→ **Work request**:
Return exactly the span of lines in the following data that opens with the line containing "point(82, 479)" and closes with the line containing "Target: license plate". Include nothing else.

==== Given data ====

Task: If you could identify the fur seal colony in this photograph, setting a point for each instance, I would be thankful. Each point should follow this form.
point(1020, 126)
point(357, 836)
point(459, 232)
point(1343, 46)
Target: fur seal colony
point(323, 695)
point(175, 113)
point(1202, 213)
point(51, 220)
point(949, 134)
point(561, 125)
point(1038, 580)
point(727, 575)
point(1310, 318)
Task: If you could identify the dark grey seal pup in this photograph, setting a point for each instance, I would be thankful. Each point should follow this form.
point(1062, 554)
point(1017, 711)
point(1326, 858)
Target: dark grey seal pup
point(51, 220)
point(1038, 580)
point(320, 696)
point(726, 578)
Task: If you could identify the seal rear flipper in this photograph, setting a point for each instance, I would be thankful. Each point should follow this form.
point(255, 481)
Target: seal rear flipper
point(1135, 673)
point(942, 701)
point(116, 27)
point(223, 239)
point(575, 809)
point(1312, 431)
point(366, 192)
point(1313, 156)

====
==== Given data ====

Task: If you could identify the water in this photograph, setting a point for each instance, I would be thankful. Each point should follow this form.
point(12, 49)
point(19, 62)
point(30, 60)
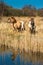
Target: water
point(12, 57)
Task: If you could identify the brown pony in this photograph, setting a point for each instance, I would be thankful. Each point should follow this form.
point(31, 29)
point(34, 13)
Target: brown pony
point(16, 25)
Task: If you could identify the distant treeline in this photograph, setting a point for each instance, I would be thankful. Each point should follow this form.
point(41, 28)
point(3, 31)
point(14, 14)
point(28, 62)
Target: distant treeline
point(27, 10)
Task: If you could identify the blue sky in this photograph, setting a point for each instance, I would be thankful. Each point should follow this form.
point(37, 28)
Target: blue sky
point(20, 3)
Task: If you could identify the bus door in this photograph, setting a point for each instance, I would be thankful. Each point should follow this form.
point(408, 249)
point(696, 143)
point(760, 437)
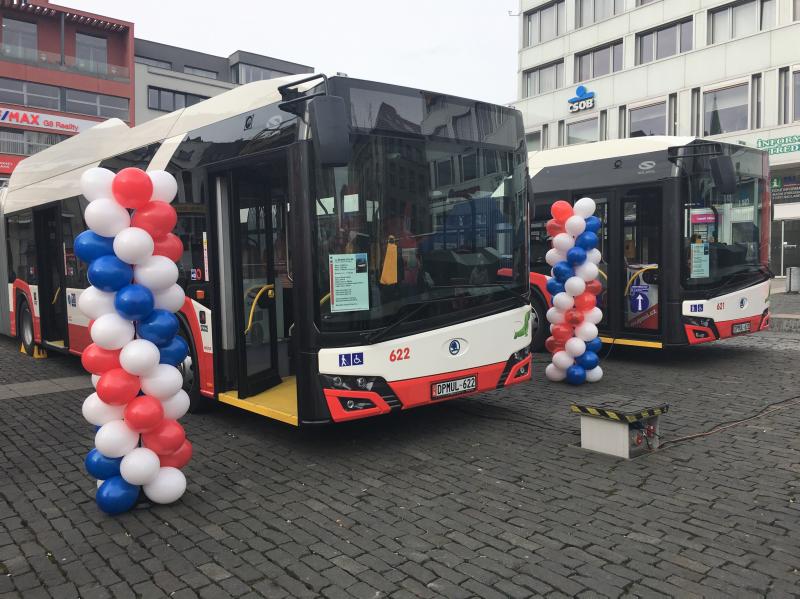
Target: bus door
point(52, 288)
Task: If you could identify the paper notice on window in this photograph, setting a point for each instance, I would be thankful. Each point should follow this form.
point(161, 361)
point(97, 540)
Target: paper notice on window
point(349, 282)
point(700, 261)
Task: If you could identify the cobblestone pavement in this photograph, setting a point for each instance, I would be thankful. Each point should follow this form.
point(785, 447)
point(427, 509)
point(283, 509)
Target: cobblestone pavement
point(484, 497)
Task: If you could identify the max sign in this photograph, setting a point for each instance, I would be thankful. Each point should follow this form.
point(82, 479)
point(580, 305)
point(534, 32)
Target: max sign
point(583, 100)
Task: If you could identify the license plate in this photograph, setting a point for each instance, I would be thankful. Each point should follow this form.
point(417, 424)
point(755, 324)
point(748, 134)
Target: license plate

====
==== Given data ====

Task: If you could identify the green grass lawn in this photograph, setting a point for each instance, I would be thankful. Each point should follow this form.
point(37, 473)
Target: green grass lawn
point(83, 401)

====

→ **Exercise answer**:
point(82, 479)
point(580, 305)
point(534, 32)
Target: max sign
point(583, 100)
Task: If you could identify the license plate in this photograph, setting a point for each instance, I would be thankful. Each point should follow this form.
point(417, 424)
point(755, 324)
point(748, 134)
Target: license plate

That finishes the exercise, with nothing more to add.